=== EXERCISE TEXT ===
But that’s not to say the movement hasn’t made an impact. Bigger corporations are adapting by implementing changes to their current brands and some newer brands will develop everything in a very eco-friendly way, according to Denis Maurin, vice president of sales and industrial innovation, HCT Group Inc., Santa Monica, CA. “In response to this demand we are testing some new eco-friendly materials ourselves at the moment,” he says. “Our goal is to be able to use our stock tools with post-consumer recycled materials to reduce the use of virgin materials and bio materials.”
Maurin adds, “We are also starting to design new components with recyclability in mind; such as using single materials for components that are easier to recycle rather than mixed materials that cannot be recycled.”
Additional evidence of packaging adapting to the times are sustainably sourced wooden packaging components from East Hill that are sourced from Quadpack, and 100% sustainable tubes (inclusive of a CT closure) from WWP that are made of sugar cane resin.
The advent of more strenuous environmental regulations has prompted Queenspack to implement several changes to its product offerings. “For all decoration processes that involve a possibility of environmental hazards, we have partnered with various environmentally safety approved factories that can continuously provide us with required decorations and processes,” Chu explains. For example, Chu says they have adjusted the products they offer to reduce the amount of anodized aluminum used.
=== INPUT DATA ===
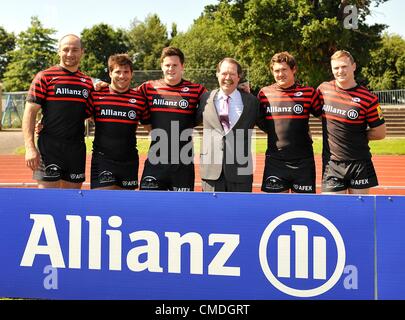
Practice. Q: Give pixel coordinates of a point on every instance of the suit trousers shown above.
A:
(222, 185)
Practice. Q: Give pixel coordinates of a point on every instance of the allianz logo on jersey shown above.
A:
(161, 102)
(62, 91)
(116, 113)
(302, 254)
(350, 113)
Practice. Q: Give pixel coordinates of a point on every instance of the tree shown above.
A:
(147, 39)
(310, 30)
(206, 53)
(386, 70)
(99, 43)
(7, 44)
(35, 52)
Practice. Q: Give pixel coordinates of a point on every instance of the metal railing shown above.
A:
(13, 109)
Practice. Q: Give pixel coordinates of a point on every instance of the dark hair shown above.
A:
(120, 59)
(172, 51)
(283, 57)
(233, 61)
(342, 53)
(71, 35)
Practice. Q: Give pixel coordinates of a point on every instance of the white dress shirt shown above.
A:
(235, 105)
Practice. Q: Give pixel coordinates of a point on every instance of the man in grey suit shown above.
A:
(228, 116)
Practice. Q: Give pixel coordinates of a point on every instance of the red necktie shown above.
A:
(224, 113)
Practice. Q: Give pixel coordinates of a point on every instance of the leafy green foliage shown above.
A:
(35, 52)
(147, 39)
(310, 30)
(99, 43)
(386, 69)
(7, 44)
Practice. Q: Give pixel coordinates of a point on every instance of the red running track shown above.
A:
(390, 172)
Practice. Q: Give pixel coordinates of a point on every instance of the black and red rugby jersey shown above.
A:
(346, 114)
(173, 108)
(65, 99)
(286, 115)
(117, 116)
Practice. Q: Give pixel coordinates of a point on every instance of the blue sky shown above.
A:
(75, 15)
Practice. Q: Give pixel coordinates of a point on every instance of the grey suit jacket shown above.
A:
===
Write out the passage on sustainable packaging word for word, everything from "The advent of" down to "anodized aluminum used.".

The advent of more strenuous environmental regulations has prompted Queenspack to implement several changes to its product offerings. “For all decoration processes that involve a possibility of environmental hazards, we have partnered with various environmentally safety approved factories that can continuously provide us with required decorations and processes,” Chu explains. For example, Chu says they have adjusted the products they offer to reduce the amount of anodized aluminum used.